Reproduce the passage of the forum thread on depersonalization below, starting with "I have an autonomic" and going on through "hard to beat.".

Document excerpt >>
********
Ditto what has already been said. The wording in your post such as 'this dp' and referring to 'it' in a repetitive way is not healthy. First step is taking responsibility. 'This dp' and 'it' is you. You are this. This is such an important point and necessary to any kind of recovery.


----------



## MissLana (Jan 12, 2014)

I have a theory about the defense mechanism. I can see it being useful if you are about to die, go through something very painful, etc. Think back to the cave man days. Imagine that you are hunting a giant animal and it's running towards you, about to crush you or tear your head off. Before that happens, your brain may decide "Oh crap, I don't want to deal with the reality of this. TIME TO DISSOCIATE" and, you become numb, and it takes the mental pain away. Problem is, we may be programmed to dissociate in very harsh mental times, but, there aren't really any real dangers or threats out there, anymore. We don't have to be in constant fight / flight mode, running from some predator, or being terrified and being on edge because it's such a harsh world out there. But, my theory is, that whether it's a giant mammoth running at you, about to crush you, or even something as little as emotional and mental trauma, stress, or severe anxiety, the brain, for, WHATEVER FREAKING REASON, is designed to sometimes dissociate in stressful moments. It was perhaps much more useful thousands of years ago than it is now. I think you need to face whatever brought on your DP/DR head on, and remind yourself that you don't have to be in defense mode and dissociated all the time, because there is nothing to fear. Give yourself nothing to fear and your brain will slowly creep out of the cave it decided to go into, for a while. The brain is stressed and scared. That's why it's doing this to you. You being so frustrated and mad at your own brain and situation actually scares you even more. The brain will resume normal function when it sees there's no big scary monster waiting for it in the 'real world' -- and sometimes, the big scary monster is all the stress and trauma that one has experienced in their lives.


----------



## MissLana (Jan 12, 2014)

Yes, anxiety is a biggie. I think it's just a ruthless cycle. You're anxious because you have DP and your DP is getting worse / lingering for so long because you're anxious, which, makes you more anxious, which, keeps making things worse.

I have an autonomic nervous system dysfunction (dysautonomia). I produce too much adrenaline and was in fight / flight mode a lot well before I even got DP/DR. So, calming down for me, isn't as simple as I wish it was. I have anxiety but I also have it mostly because my nervous system is glitching and is over-producing various hormones and adrenaline, making my anxiety so hard to beat.

So yes, it's a defense mechanism and it's also a response to anxiety and stress. It could be a defense mechanism from your own stress. I've never been this stressed in my whole life. Even with my nervous system disorder and anxiety disorder, I NEVER had such severe panic attacks as I do now. DP takes a person's regular non-DPed stress response and magnifies it by so much. A lot of this can be blamed on the Amygdala portion of the brain and adrenaline production. My beta blocker blocks some of the adrenaline but since getting DP, it hasn't been helping as much. So, I know my adrenaline goes through the roof when my DP gets very bad, and, I'm pretty sure that happens to everyone else when it gets really bad and they start to panic, too.

I'm going to take a look at the links you posted because I am really bad at dealing with anxiety and I am known for catastrophizing.
********
(Stored data entries)
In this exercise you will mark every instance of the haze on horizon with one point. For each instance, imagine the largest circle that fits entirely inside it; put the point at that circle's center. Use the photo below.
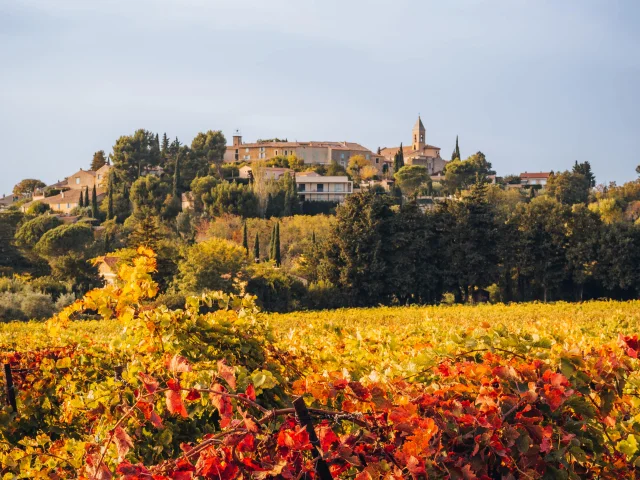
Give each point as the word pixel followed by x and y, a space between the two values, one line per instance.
pixel 535 85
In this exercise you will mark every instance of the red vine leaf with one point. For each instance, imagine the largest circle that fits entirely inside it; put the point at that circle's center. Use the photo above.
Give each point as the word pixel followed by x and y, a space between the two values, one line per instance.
pixel 123 442
pixel 150 383
pixel 178 364
pixel 222 403
pixel 227 373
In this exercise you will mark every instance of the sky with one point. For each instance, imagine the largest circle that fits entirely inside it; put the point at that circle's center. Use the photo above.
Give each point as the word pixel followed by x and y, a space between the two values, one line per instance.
pixel 533 84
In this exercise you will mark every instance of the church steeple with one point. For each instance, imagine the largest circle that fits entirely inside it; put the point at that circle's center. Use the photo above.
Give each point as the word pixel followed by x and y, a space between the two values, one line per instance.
pixel 419 134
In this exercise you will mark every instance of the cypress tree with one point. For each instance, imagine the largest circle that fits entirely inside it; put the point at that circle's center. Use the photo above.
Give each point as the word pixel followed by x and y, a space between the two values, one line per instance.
pixel 456 151
pixel 256 248
pixel 276 245
pixel 176 177
pixel 110 200
pixel 165 143
pixel 94 203
pixel 245 238
pixel 398 160
pixel 272 242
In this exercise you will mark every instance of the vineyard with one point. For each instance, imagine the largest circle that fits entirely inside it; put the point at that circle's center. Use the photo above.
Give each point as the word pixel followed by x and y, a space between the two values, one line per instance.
pixel 218 390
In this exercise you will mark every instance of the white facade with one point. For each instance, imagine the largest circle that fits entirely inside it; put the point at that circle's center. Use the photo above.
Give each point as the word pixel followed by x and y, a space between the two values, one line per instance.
pixel 313 188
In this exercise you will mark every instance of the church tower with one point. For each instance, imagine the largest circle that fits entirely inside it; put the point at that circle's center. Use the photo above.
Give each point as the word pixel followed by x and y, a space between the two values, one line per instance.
pixel 418 135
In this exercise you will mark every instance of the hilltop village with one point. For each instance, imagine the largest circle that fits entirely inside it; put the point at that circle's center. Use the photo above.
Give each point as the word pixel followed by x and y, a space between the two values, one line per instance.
pixel 323 171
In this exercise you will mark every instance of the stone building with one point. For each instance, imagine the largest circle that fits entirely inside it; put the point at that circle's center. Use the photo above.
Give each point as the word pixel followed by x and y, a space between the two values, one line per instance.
pixel 322 153
pixel 418 153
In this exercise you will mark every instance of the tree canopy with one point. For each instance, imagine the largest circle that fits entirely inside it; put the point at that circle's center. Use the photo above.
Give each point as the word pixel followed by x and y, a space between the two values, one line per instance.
pixel 27 186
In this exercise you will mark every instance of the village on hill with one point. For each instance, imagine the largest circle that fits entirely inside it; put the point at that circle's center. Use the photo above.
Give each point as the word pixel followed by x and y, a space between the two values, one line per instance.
pixel 324 171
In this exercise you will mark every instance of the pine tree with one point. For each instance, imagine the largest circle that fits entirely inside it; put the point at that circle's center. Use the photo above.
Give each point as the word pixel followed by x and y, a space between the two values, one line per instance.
pixel 245 238
pixel 110 199
pixel 456 151
pixel 256 248
pixel 176 177
pixel 94 203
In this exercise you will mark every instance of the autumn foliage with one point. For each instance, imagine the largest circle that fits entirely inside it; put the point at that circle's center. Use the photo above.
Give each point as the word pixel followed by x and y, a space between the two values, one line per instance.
pixel 206 392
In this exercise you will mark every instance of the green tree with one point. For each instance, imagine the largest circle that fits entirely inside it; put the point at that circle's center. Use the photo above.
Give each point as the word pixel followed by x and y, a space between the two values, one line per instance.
pixel 145 229
pixel 275 252
pixel 357 163
pixel 461 174
pixel 94 203
pixel 256 248
pixel 356 254
pixel 584 168
pixel 583 234
pixel 31 231
pixel 542 263
pixel 164 147
pixel 456 151
pixel 38 208
pixel 99 160
pixel 398 159
pixel 411 178
pixel 135 154
pixel 110 187
pixel 569 188
pixel 64 239
pixel 176 177
pixel 202 192
pixel 245 238
pixel 211 265
pixel 27 186
pixel 148 195
pixel 209 148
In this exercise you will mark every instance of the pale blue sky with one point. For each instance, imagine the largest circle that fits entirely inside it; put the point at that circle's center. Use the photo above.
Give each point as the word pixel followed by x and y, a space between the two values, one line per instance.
pixel 534 84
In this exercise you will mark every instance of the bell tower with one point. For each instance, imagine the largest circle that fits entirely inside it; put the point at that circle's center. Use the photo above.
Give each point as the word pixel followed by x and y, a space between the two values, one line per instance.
pixel 419 134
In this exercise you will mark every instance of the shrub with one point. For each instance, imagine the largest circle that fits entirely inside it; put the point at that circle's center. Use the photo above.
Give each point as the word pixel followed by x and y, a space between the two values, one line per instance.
pixel 36 305
pixel 211 265
pixel 276 290
pixel 324 295
pixel 64 300
pixel 49 286
pixel 30 232
pixel 38 208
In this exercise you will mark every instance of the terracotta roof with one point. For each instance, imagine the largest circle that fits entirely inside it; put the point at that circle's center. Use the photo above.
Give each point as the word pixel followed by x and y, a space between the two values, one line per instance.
pixel 535 175
pixel 70 196
pixel 322 144
pixel 111 261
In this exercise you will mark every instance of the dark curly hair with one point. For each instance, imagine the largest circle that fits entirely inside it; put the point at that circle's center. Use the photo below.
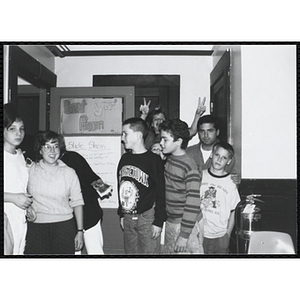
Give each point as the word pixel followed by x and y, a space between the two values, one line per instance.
pixel 42 137
pixel 137 124
pixel 177 129
pixel 156 111
pixel 208 119
pixel 10 115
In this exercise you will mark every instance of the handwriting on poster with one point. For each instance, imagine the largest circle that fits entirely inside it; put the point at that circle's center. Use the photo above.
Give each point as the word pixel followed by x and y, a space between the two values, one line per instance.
pixel 91 115
pixel 103 155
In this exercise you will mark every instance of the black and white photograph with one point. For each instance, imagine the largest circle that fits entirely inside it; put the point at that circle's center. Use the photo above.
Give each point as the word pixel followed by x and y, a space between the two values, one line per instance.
pixel 122 112
pixel 150 149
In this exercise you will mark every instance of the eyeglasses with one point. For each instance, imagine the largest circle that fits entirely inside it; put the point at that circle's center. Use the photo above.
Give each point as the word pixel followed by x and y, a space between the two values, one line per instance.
pixel 54 148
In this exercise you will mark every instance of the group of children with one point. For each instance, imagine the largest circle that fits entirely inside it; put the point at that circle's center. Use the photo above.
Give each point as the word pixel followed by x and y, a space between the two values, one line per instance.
pixel 191 191
pixel 172 199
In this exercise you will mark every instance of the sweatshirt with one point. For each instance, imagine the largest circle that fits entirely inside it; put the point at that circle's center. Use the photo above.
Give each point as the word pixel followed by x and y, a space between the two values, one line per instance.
pixel 141 185
pixel 182 192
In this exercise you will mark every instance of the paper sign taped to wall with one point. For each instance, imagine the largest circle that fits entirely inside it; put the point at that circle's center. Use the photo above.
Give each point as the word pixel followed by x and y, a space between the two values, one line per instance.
pixel 103 155
pixel 89 116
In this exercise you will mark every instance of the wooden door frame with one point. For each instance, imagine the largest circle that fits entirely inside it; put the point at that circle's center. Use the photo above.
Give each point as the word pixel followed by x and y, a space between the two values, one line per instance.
pixel 142 81
pixel 222 71
pixel 21 64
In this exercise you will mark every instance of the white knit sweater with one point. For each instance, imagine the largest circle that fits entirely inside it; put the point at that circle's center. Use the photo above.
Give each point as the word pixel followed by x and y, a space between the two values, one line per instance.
pixel 55 190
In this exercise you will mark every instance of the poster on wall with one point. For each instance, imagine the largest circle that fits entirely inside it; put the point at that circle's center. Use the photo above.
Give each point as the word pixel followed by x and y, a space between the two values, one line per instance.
pixel 88 116
pixel 103 155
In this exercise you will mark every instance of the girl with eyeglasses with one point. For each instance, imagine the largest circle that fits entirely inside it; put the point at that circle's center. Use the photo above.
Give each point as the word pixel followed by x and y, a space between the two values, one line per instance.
pixel 57 200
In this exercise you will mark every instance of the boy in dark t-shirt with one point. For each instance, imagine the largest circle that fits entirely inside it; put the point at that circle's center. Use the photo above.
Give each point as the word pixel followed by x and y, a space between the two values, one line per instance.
pixel 141 191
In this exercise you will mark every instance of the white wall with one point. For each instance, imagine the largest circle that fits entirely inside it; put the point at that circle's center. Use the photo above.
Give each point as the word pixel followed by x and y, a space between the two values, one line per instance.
pixel 194 74
pixel 41 54
pixel 269 111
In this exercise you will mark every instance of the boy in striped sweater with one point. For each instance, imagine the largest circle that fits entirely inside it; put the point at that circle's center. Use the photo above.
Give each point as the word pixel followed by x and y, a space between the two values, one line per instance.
pixel 182 180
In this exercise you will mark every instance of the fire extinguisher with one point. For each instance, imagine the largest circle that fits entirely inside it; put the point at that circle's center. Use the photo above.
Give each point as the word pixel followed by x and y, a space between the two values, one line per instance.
pixel 248 219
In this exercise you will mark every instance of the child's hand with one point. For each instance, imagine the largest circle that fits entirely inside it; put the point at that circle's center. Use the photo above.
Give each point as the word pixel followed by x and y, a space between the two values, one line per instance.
pixel 103 189
pixel 155 231
pixel 122 223
pixel 144 108
pixel 236 178
pixel 180 245
pixel 201 108
pixel 22 200
pixel 78 241
pixel 30 214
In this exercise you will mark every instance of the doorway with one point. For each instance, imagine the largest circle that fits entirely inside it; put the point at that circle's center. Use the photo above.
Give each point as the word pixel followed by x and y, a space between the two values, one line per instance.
pixel 220 95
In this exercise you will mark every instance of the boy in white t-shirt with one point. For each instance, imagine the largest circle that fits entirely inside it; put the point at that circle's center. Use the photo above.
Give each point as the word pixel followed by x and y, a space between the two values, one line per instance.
pixel 219 197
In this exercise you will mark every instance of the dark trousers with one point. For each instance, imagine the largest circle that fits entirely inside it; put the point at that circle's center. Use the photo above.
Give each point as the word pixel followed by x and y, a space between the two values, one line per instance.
pixel 51 238
pixel 216 246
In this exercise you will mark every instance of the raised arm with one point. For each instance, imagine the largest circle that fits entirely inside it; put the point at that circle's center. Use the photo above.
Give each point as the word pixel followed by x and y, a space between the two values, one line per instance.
pixel 201 108
pixel 144 109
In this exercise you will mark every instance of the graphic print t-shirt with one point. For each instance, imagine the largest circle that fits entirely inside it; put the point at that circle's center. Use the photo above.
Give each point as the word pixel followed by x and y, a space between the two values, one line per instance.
pixel 219 196
pixel 141 185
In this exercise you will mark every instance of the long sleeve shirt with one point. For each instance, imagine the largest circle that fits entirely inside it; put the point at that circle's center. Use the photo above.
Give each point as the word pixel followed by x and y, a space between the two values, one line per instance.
pixel 141 185
pixel 55 190
pixel 182 192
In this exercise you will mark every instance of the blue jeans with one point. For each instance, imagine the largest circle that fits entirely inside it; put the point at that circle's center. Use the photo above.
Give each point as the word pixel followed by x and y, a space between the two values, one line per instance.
pixel 194 242
pixel 138 234
pixel 216 246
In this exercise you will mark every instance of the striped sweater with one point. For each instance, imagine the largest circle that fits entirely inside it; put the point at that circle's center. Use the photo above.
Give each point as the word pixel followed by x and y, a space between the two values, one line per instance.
pixel 182 192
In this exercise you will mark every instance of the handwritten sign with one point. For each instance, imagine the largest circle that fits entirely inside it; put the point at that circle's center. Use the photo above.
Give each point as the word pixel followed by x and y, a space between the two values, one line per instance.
pixel 103 155
pixel 89 116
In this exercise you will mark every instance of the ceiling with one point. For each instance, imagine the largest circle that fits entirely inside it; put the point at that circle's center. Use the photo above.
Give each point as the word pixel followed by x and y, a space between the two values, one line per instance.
pixel 111 49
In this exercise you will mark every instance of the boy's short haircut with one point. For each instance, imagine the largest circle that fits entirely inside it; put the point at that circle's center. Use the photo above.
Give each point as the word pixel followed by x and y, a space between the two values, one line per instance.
pixel 177 129
pixel 137 124
pixel 208 119
pixel 225 146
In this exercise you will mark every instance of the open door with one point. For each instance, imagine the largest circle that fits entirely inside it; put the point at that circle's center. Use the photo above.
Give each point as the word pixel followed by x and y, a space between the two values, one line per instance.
pixel 220 94
pixel 101 150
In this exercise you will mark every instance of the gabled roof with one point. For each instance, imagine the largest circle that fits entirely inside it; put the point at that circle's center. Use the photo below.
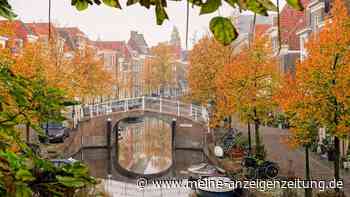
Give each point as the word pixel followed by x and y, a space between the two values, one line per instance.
pixel 73 31
pixel 261 29
pixel 119 46
pixel 42 29
pixel 138 43
pixel 291 21
pixel 20 29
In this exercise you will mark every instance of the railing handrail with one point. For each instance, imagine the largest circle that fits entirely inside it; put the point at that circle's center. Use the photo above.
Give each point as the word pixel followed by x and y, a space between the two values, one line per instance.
pixel 174 107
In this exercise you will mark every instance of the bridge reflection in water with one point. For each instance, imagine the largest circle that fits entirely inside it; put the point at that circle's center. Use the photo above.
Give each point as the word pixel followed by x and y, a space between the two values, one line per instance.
pixel 145 145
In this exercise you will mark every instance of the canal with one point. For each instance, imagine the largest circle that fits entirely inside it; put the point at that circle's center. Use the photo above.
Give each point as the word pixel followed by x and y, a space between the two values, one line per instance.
pixel 143 147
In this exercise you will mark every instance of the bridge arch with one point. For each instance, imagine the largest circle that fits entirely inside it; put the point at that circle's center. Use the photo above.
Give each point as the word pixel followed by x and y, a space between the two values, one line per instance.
pixel 92 130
********
Task answer >>
I have an autonomic nervous system dysfunction (dysautonomia). I produce too much adrenaline and was in fight / flight mode a lot well before I even got DP/DR. So, calming down for me, isn't as simple as I wish it was. I have anxiety but I also have it mostly because my nervous system is glitching and is over-producing various hormones and adrenaline, making my anxiety so hard to beat.